**Task brief:** Replace "window ledge" with "windowsill" everywhere in these rows, and keep everything else the same.

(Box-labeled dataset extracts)
## BEGIN
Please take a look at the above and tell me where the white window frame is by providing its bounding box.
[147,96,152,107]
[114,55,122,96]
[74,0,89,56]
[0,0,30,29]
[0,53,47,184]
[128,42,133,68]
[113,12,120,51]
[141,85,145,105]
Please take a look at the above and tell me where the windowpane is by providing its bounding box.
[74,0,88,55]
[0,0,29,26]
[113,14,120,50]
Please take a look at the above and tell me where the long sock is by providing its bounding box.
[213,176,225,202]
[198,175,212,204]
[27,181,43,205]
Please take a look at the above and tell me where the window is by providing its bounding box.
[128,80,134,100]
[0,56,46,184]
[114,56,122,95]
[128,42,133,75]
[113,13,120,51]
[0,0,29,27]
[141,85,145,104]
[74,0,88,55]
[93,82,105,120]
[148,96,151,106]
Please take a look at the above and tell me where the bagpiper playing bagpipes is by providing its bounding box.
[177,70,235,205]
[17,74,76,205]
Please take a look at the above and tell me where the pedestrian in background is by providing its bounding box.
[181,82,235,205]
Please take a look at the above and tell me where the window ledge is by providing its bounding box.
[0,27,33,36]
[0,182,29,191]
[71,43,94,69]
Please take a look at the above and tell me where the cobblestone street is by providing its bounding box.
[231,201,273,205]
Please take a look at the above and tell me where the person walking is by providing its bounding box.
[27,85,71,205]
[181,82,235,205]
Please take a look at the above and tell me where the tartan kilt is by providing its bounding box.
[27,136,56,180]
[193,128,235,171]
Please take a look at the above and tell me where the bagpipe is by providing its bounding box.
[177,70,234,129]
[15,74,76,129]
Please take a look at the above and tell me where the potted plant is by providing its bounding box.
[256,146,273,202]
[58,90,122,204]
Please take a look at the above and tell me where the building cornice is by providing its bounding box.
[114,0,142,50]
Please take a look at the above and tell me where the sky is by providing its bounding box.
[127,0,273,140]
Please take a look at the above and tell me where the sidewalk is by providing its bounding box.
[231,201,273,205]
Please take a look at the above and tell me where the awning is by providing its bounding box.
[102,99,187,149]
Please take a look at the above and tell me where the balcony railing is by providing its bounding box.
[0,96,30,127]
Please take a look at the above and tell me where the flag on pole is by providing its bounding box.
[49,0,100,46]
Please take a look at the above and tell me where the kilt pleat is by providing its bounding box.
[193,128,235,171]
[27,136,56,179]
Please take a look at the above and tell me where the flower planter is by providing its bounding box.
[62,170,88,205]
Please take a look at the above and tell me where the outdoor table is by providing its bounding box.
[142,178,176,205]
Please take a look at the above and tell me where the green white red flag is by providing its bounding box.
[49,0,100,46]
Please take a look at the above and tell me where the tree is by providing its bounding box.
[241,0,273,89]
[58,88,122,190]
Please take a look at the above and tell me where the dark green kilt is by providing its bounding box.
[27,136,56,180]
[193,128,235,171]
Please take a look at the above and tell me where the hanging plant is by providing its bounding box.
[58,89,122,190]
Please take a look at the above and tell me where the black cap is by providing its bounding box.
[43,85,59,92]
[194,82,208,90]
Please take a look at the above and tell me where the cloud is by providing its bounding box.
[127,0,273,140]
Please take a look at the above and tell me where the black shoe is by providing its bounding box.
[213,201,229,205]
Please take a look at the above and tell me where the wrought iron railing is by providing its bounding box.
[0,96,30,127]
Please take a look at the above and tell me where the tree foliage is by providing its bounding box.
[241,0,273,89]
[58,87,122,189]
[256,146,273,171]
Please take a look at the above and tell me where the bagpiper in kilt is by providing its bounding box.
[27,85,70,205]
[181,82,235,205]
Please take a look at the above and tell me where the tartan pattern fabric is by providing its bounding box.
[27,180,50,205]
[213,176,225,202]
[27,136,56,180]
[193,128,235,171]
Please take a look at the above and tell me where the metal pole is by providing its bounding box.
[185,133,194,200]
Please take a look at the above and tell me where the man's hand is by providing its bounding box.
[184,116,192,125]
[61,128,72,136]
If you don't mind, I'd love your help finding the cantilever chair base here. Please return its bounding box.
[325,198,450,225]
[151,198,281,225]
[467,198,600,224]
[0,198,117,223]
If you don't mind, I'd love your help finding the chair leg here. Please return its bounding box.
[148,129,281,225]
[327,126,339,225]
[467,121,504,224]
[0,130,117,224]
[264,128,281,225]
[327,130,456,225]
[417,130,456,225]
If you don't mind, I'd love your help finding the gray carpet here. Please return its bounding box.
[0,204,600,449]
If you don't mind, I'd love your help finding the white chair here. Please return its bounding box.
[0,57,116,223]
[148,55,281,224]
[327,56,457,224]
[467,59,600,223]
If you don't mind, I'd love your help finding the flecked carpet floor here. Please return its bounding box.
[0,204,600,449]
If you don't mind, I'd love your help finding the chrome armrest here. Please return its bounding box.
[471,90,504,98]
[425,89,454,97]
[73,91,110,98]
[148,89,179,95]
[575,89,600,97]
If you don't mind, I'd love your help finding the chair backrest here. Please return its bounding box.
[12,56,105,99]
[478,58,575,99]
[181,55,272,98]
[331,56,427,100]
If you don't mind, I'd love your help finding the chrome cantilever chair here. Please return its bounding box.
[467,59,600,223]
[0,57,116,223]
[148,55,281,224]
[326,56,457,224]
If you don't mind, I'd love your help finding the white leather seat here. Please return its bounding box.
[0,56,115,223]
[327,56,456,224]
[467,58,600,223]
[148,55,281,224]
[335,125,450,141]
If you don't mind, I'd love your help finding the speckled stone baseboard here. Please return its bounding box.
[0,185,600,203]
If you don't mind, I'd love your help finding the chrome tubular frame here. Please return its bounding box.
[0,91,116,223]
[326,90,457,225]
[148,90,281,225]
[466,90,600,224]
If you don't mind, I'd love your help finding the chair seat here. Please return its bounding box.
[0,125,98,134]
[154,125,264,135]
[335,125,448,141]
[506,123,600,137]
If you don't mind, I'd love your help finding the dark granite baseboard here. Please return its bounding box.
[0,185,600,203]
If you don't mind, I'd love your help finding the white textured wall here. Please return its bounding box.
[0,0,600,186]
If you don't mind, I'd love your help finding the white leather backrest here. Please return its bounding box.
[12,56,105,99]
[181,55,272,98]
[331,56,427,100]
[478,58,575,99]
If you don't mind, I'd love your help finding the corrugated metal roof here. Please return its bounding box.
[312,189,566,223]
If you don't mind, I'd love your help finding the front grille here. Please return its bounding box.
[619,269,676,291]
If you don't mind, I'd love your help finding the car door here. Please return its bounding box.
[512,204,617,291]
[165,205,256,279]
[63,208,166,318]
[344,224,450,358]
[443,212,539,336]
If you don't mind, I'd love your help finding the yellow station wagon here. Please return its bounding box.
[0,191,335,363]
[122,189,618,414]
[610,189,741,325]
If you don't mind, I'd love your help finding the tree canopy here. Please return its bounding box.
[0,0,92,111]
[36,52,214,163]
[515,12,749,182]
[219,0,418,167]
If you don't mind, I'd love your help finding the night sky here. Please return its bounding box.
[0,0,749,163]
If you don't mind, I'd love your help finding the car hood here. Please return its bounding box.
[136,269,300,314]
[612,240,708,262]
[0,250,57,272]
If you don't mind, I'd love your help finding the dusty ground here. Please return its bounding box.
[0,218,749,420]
## END
**In response:**
Please take a look at the above and tell me where the white window frame is by providing its bounding box.
[147,96,152,107]
[114,55,122,96]
[74,0,89,56]
[0,0,30,29]
[0,53,47,184]
[128,42,133,68]
[113,12,120,51]
[141,85,145,105]
Please take a look at the above and tell me where the windowpane is by providing its bounding box.
[74,0,88,55]
[0,0,29,26]
[113,14,120,50]
Please take a look at the above and tell me where the long sock is by providing its bounding box.
[213,176,225,202]
[198,175,212,204]
[27,181,43,205]
Please take a look at the above and tell me where the window is by providing its bounding box.
[128,80,134,100]
[0,56,46,184]
[114,56,122,95]
[128,42,133,75]
[113,13,120,51]
[0,0,29,27]
[141,85,145,104]
[74,0,88,55]
[93,82,105,120]
[148,96,151,106]
Please take a look at the above and tell me where the bagpiper playing bagpipes is by providing its bounding box.
[177,70,235,205]
[17,74,76,205]
Please take a look at the above and tell me where the pedestrian in background is by providing its bounding box.
[181,82,235,205]
Please take a look at the above and tell me where the windowsill is by providing its bounding box.
[0,27,33,36]
[0,182,29,191]
[71,43,94,69]
Please take a look at the above and tell me where the cobblestone street is by providing its bounding box.
[231,201,273,205]
Please take a look at the above and tell me where the person walking is by providing its bounding box.
[27,85,71,205]
[181,82,235,205]
Please take a look at the above and tell me where the tartan kilt is by providing its bounding box.
[27,136,56,180]
[193,128,235,171]
Please take a look at the above and tell me where the bagpipe is by providing its bounding box.
[177,70,234,129]
[15,74,76,129]
Please take a look at the above and tell me where the potted plant is by providing its bounding box.
[256,146,273,202]
[58,90,122,204]
Please take a look at the above and tell me where the building cornice is by providing its bounding box.
[114,0,142,50]
Please take a look at the above and tell me where the sky is by providing its bounding box.
[127,0,273,140]
Please take a look at the above and tell me where the sidewalk is by providing its bounding box.
[231,201,273,205]
Please take a look at the above and tell me where the awning is by providing its bounding box.
[102,99,187,149]
Please take a look at the above and tell me where the balcony railing is by providing its bounding box.
[0,96,30,127]
Please take a look at the above and tell me where the flag on pole is by providing its bounding box.
[49,0,100,46]
Please take a look at the above and tell me where the kilt pleat is by providing its bounding box.
[193,128,235,171]
[27,136,56,179]
Please take a look at the above and tell me where the flower planter is by providing its bounding box.
[62,170,88,205]
Please take a look at the above and tell me where the outdoor table is by providing its bounding box.
[142,178,176,205]
Please take a look at the above and tell me where the green white red flag is by providing its bounding box.
[49,0,100,46]
Please take a look at the above and tell me where the tree is by providing its bounding box.
[241,0,273,89]
[58,88,122,190]
Please take a look at the above and tell me where the dark green kilt is by providing its bounding box.
[27,136,56,180]
[193,128,235,171]
Please take a look at the above and tell me where the hanging plant is by providing its bounding box.
[58,89,122,190]
Please take a look at the above and tell me where the black cap is by providing its bounding box.
[43,85,59,92]
[194,82,208,90]
Please take a look at the above and tell me where the cloud is by providing its bounding box.
[127,0,273,140]
Please take a look at the above and tell me where the black shoe is by providing its bounding box.
[213,201,229,205]
Please take a look at the above and tell me where the wrought iron railing is by providing its bounding box.
[0,96,30,127]
Please take a look at the above and tell me where the tree foliage is by providing its bounding box.
[241,0,273,89]
[58,87,122,189]
[256,146,273,171]
Please take a look at the above and tell me where the bagpiper in kilt is by providing its bounding box.
[27,85,70,205]
[181,82,235,205]
Please take a look at the above and tell me where the tartan pattern fabric is by providing its bounding box.
[27,180,50,205]
[213,176,225,202]
[27,136,56,180]
[193,128,235,171]
Please take a look at the above and tell me where the metal pole is by providing its bounding box.
[185,133,194,200]
Please take a look at the above and tell me where the man's hand is by providing its bounding box.
[184,116,192,125]
[61,128,72,136]
If you don't mind, I'd love your help finding the cantilever chair base here. Please return its bounding box.
[325,198,450,225]
[151,198,281,225]
[467,198,600,224]
[0,198,117,223]
If you don't mind, I'd love your help finding the chair leg here. Please return its bounding box.
[148,129,281,225]
[327,126,339,225]
[467,121,504,224]
[0,130,117,224]
[264,128,281,225]
[327,130,456,225]
[417,130,456,225]
If you don't mind, I'd love your help finding the gray carpet here. Please return its bounding box.
[0,204,600,449]
If you don't mind, I'd love your help finding the white chair here. Please return its bounding box.
[0,57,116,223]
[148,55,281,224]
[327,56,457,224]
[467,59,600,223]
If you don't mind, I'd love your help finding the flecked carpet floor here. Please return its bounding box.
[0,204,600,449]
If you don't mind, I'd love your help finding the chrome armrest here. Please return its bounding box.
[471,90,504,98]
[425,89,454,97]
[73,91,110,98]
[148,89,179,95]
[575,89,600,97]
If you don't mind, I'd love your help finding the chair backrest here. Please return its bounding box.
[12,56,105,99]
[478,58,575,99]
[181,55,272,98]
[331,56,427,100]
If you don't mind, I'd love your help finding the chrome cantilever chair here. Please return its bounding box.
[467,59,600,223]
[0,57,116,223]
[148,55,281,224]
[326,56,457,224]
If you don't mind, I'd love your help finding the white leather seat here. Please return its bounding box.
[0,56,115,223]
[327,56,456,224]
[467,58,600,223]
[148,55,281,224]
[335,125,450,141]
If you don't mind, I'd love your help finding the speckled stone baseboard here. Please return its bounding box.
[0,185,600,203]
If you don't mind, I'd love your help finding the chrome tubular frame here. Please return its bounding box.
[0,91,116,223]
[326,90,457,225]
[148,90,281,225]
[466,90,600,224]
If you don't mind, I'd love your help finding the chair seat here. Please return its bounding box.
[0,125,98,134]
[154,125,264,135]
[335,125,448,141]
[506,123,600,137]
If you don't mind, I'd love your help finding the dark granite baseboard here. Please return its bounding box.
[0,185,600,203]
If you don't mind, I'd love your help finding the white textured wall here. Please return its bounding box.
[0,0,600,186]
If you don't mind, I'd love your help finding the white leather backrest here. Please return its bounding box.
[12,56,105,99]
[181,55,272,98]
[331,56,427,100]
[478,58,575,99]
If you don't mind, I'd love your help finding the corrugated metal roof here. Please return its bounding box.
[312,189,566,223]
If you don't mind, I'd love your help finding the front grille here. Please return its bounding box.
[619,269,676,291]
If you don't mind, I'd love your help finding the car door here. Please return its bounding box.
[512,204,617,291]
[165,205,256,279]
[63,208,166,318]
[344,224,450,358]
[443,212,539,336]
If you don't mind, I'd love your help finding the yellow station wagon here. Please return its bounding box.
[0,191,335,363]
[122,189,618,414]
[610,189,741,325]
If you don't mind, I'd love your help finding the tree canopy here. Please return its bounding box.
[0,0,92,111]
[36,52,214,163]
[515,12,749,182]
[219,0,418,167]
If you don't mind, I'd love your help finding the night sky here. Please return its bounding box.
[0,0,749,163]
If you don't mind, I'd love your help finding the car hood here. Please return its bounding box.
[136,269,300,314]
[612,240,708,262]
[0,250,57,272]
If you don't mind, I'd love your help finding the dusty ground here. Please return its bounding box.
[0,218,749,420]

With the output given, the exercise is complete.